__Selected extract__.
Frank:               Right, right. So I want to make sure we leave enough time for you to talk a little bit about your book. So number one, tell us how people can get your book and secondly, tell our listeners what they would expect if they were to get your book that might be different than what they are seeing on the shelves or online. 

Louise:             Right. So when I was doing my research, I saw a lot of manual-type books, and a lot of memoirs, but nothing that really pulled it all together for me. So in my book I talk about my own aging, my parents aging, patients over 25 years. But then I also pull in the latest science and the history of old age, which kind of tells us like certain questions human beings have been asking forever.

__Try it__.
Could you quote the interview excerpt from "Louise:             Right. So when" up to and including "been asking forever."? These records are separate from the interview excerpt.

__Data items__.
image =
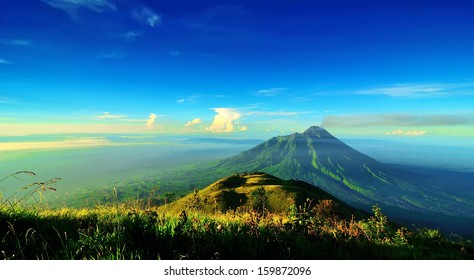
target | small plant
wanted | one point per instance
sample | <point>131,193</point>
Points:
<point>24,195</point>
<point>259,200</point>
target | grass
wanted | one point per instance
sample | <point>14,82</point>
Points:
<point>135,229</point>
<point>127,231</point>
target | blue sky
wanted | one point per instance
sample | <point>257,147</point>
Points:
<point>237,69</point>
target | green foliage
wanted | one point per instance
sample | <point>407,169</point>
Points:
<point>315,229</point>
<point>29,193</point>
<point>259,199</point>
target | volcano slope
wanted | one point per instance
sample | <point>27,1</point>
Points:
<point>318,158</point>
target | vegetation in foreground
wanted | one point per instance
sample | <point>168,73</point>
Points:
<point>315,229</point>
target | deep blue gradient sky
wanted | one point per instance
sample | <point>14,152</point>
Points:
<point>237,68</point>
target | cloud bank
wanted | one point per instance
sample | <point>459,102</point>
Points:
<point>407,133</point>
<point>193,122</point>
<point>397,120</point>
<point>151,121</point>
<point>147,16</point>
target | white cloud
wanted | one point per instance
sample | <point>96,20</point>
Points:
<point>147,16</point>
<point>94,5</point>
<point>271,91</point>
<point>71,6</point>
<point>420,90</point>
<point>113,55</point>
<point>151,120</point>
<point>224,121</point>
<point>16,42</point>
<point>275,113</point>
<point>3,61</point>
<point>407,133</point>
<point>172,52</point>
<point>193,122</point>
<point>405,90</point>
<point>107,115</point>
<point>397,119</point>
<point>131,36</point>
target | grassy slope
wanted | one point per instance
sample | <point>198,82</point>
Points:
<point>191,228</point>
<point>124,232</point>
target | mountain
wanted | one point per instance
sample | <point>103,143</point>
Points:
<point>236,192</point>
<point>318,158</point>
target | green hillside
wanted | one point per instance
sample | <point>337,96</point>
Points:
<point>242,192</point>
<point>317,157</point>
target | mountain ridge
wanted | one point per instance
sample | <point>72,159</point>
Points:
<point>318,158</point>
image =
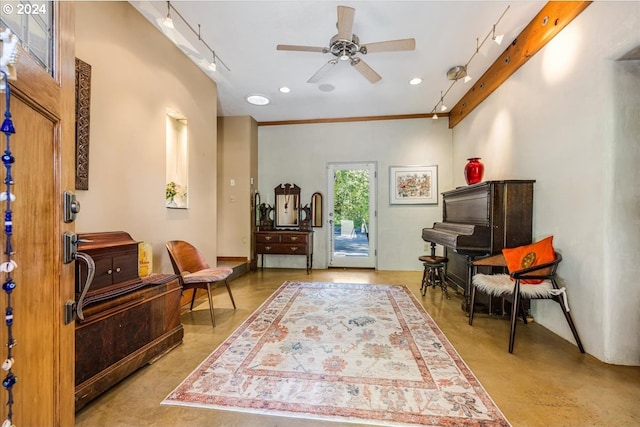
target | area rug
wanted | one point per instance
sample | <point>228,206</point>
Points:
<point>344,352</point>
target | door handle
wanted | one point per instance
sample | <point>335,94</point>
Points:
<point>70,206</point>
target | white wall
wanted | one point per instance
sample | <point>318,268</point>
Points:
<point>298,154</point>
<point>569,119</point>
<point>136,75</point>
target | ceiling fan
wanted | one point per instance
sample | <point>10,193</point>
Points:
<point>345,45</point>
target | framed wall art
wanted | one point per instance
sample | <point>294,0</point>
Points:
<point>413,185</point>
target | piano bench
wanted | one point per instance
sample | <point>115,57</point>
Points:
<point>434,273</point>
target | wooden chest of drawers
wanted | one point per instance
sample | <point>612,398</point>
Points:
<point>115,255</point>
<point>285,242</point>
<point>122,334</point>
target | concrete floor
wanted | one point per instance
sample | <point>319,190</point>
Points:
<point>545,382</point>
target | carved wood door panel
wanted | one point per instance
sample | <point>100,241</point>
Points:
<point>43,113</point>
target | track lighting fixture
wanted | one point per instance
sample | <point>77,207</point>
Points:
<point>497,38</point>
<point>442,106</point>
<point>168,22</point>
<point>461,71</point>
<point>212,65</point>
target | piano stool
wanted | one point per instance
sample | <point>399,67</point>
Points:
<point>434,273</point>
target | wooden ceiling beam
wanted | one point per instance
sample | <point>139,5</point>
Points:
<point>551,19</point>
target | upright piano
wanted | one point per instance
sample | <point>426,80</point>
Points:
<point>480,220</point>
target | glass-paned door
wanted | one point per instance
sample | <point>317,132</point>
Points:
<point>352,214</point>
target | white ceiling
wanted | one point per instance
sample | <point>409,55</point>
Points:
<point>244,35</point>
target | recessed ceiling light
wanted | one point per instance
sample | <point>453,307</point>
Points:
<point>257,100</point>
<point>326,87</point>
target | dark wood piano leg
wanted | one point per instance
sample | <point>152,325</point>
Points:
<point>466,303</point>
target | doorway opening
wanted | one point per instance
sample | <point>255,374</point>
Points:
<point>352,214</point>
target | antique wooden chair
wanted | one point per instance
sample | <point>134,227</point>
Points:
<point>514,287</point>
<point>195,273</point>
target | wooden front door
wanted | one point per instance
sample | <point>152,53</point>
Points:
<point>43,112</point>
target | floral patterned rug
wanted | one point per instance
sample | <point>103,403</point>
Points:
<point>344,352</point>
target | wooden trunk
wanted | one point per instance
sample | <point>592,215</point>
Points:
<point>128,321</point>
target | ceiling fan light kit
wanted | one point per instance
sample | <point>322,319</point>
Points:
<point>345,46</point>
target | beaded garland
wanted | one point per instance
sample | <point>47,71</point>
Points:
<point>8,265</point>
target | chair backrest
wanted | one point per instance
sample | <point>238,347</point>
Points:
<point>542,271</point>
<point>185,257</point>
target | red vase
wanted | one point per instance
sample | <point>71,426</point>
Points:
<point>473,170</point>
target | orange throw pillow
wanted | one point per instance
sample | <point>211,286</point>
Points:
<point>527,256</point>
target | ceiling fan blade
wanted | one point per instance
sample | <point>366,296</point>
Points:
<point>345,22</point>
<point>389,46</point>
<point>322,71</point>
<point>301,48</point>
<point>365,70</point>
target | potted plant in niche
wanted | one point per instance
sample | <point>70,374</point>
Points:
<point>170,193</point>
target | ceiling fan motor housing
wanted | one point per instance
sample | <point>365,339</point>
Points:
<point>344,49</point>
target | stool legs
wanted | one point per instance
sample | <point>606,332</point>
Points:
<point>434,276</point>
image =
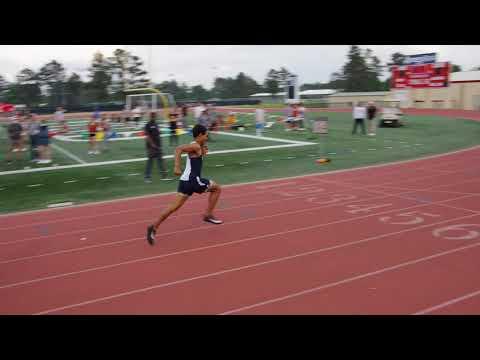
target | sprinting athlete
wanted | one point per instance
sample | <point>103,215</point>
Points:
<point>191,181</point>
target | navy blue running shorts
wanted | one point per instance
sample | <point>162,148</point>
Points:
<point>196,185</point>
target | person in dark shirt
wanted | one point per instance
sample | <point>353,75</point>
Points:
<point>371,113</point>
<point>172,121</point>
<point>154,148</point>
<point>15,134</point>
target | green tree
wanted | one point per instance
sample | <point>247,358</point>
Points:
<point>73,90</point>
<point>314,86</point>
<point>180,92</point>
<point>271,84</point>
<point>244,86</point>
<point>374,72</point>
<point>337,81</point>
<point>223,88</point>
<point>52,76</point>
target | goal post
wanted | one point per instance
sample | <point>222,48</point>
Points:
<point>149,98</point>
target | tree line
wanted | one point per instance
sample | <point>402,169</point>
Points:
<point>110,76</point>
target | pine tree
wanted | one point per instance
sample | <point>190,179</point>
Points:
<point>126,71</point>
<point>355,71</point>
<point>52,76</point>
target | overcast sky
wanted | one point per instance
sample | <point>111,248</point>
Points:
<point>199,64</point>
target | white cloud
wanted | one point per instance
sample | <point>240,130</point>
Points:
<point>199,64</point>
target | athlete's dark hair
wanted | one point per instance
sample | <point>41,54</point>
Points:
<point>198,130</point>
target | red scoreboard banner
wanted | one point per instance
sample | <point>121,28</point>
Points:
<point>421,75</point>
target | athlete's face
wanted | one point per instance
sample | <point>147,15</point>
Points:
<point>203,138</point>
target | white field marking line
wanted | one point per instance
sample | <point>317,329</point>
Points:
<point>387,184</point>
<point>67,153</point>
<point>265,187</point>
<point>217,245</point>
<point>348,280</point>
<point>447,303</point>
<point>90,229</point>
<point>427,189</point>
<point>134,198</point>
<point>254,265</point>
<point>431,190</point>
<point>411,197</point>
<point>116,162</point>
<point>126,138</point>
<point>266,138</point>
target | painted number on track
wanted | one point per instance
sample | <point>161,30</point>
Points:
<point>364,208</point>
<point>462,231</point>
<point>333,198</point>
<point>410,218</point>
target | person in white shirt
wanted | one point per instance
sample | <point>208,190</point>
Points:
<point>359,115</point>
<point>301,116</point>
<point>259,121</point>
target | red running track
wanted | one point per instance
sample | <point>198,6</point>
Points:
<point>396,239</point>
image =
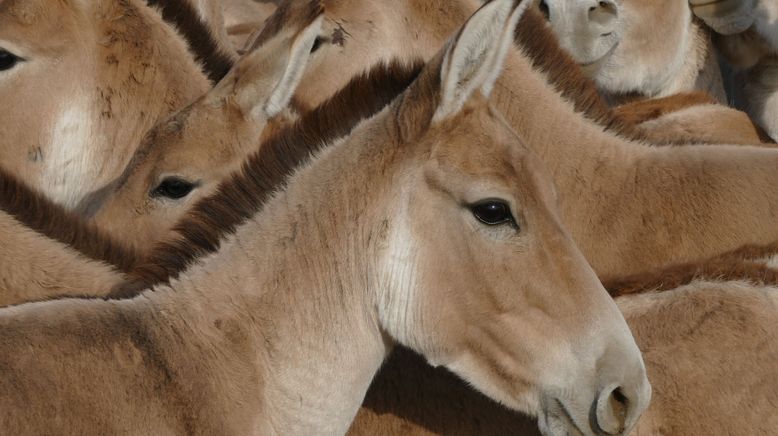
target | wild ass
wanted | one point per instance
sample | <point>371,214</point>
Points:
<point>630,207</point>
<point>691,117</point>
<point>635,47</point>
<point>186,156</point>
<point>698,342</point>
<point>749,41</point>
<point>86,79</point>
<point>48,252</point>
<point>139,364</point>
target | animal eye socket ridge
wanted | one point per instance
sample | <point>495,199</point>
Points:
<point>493,212</point>
<point>174,188</point>
<point>8,60</point>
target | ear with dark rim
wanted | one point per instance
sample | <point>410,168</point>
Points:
<point>265,79</point>
<point>475,59</point>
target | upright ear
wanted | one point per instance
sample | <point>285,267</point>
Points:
<point>475,59</point>
<point>298,59</point>
<point>265,78</point>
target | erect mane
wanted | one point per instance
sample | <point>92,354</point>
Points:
<point>243,195</point>
<point>181,14</point>
<point>51,220</point>
<point>542,47</point>
<point>748,263</point>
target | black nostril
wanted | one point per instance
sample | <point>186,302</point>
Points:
<point>543,6</point>
<point>609,412</point>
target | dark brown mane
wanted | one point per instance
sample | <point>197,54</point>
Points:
<point>540,44</point>
<point>242,196</point>
<point>289,14</point>
<point>746,263</point>
<point>202,43</point>
<point>51,220</point>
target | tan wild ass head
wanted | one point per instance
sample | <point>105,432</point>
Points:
<point>85,79</point>
<point>753,51</point>
<point>511,268</point>
<point>589,30</point>
<point>650,48</point>
<point>184,157</point>
<point>463,245</point>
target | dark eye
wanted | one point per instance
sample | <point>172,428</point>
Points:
<point>317,44</point>
<point>8,60</point>
<point>173,187</point>
<point>492,212</point>
<point>544,9</point>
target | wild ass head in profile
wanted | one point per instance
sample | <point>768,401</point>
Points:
<point>85,79</point>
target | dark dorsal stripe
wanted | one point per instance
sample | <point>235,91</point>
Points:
<point>745,263</point>
<point>243,195</point>
<point>181,14</point>
<point>51,220</point>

__Solution__.
Louise:             Right. So when I was doing my research, I saw a lot of manual-type books, and a lot of memoirs, but nothing that really pulled it all together for me. So in my book I talk about my own aging, my parents aging, patients over 25 years. But then I also pull in the latest science and the history of old age, which kind of tells us like certain questions human beings have been asking forever.